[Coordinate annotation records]

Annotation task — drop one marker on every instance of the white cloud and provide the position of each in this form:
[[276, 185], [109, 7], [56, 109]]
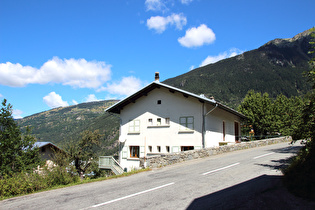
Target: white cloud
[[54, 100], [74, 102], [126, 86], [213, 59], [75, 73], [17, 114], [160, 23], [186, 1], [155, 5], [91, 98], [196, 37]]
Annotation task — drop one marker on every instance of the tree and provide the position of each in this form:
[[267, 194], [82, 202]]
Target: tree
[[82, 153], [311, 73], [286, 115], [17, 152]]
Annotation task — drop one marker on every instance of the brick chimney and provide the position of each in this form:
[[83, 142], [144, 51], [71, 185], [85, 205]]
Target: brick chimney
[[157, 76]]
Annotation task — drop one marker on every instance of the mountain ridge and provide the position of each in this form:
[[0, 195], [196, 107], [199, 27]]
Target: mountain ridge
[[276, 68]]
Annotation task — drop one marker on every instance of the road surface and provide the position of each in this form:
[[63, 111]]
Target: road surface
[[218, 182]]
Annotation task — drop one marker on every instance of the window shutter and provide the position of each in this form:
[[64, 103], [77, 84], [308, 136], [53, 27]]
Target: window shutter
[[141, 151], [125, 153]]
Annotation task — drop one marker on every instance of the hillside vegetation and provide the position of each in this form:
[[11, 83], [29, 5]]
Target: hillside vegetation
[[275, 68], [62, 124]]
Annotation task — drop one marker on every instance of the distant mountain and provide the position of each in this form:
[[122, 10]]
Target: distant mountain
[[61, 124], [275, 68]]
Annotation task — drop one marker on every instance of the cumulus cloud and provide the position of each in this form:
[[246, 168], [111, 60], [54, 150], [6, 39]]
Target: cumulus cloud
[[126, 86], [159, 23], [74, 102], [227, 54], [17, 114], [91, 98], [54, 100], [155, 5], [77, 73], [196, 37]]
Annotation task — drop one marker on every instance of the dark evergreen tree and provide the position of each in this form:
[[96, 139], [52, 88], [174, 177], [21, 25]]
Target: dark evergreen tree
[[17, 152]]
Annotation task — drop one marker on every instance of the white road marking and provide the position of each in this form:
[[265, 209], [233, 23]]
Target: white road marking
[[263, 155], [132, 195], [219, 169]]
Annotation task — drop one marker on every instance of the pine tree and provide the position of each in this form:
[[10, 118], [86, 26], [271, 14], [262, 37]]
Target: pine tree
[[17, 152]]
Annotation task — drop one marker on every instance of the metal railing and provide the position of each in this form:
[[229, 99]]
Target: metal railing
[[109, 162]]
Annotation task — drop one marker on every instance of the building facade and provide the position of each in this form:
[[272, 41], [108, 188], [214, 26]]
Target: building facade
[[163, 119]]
==
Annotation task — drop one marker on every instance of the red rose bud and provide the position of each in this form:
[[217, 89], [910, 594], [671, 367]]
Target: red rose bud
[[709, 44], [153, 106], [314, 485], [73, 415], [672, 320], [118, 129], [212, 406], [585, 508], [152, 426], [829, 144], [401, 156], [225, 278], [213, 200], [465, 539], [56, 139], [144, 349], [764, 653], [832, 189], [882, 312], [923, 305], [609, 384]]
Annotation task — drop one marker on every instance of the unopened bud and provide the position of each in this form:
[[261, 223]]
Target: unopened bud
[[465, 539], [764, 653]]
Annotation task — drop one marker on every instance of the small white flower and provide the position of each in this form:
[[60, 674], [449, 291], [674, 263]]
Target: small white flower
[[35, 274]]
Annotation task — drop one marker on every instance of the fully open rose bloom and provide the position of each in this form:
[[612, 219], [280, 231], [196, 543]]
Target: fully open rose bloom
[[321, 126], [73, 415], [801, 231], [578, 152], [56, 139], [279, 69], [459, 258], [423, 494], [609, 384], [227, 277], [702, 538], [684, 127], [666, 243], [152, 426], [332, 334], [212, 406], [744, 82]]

Set problem =>
Copy the lines above word for word, beginning at the line that contains "of the unopened" and ending after the line that contains "406], [744, 82]]".

Output below =>
Annotation task — drop one marker on every instance of the unopened bud and provide the position of each in this form:
[[261, 223]]
Target: unopened bud
[[465, 539], [764, 653]]
Annotation task — drop one marker on every instance of the small white flower and provide the position of each in this form:
[[60, 674], [449, 291], [674, 263]]
Target: small white flower
[[35, 274]]
Annotation task — drop one marker on every instance of the fully open rose bloom and provide the position of each in this form:
[[612, 219], [280, 231], [196, 543]]
Target: fully open rose bloom
[[321, 126], [73, 415], [801, 231], [578, 152], [56, 139], [279, 69], [459, 258], [423, 494], [609, 384], [227, 277], [702, 538], [684, 127], [666, 243], [152, 426], [332, 334], [212, 406], [744, 82]]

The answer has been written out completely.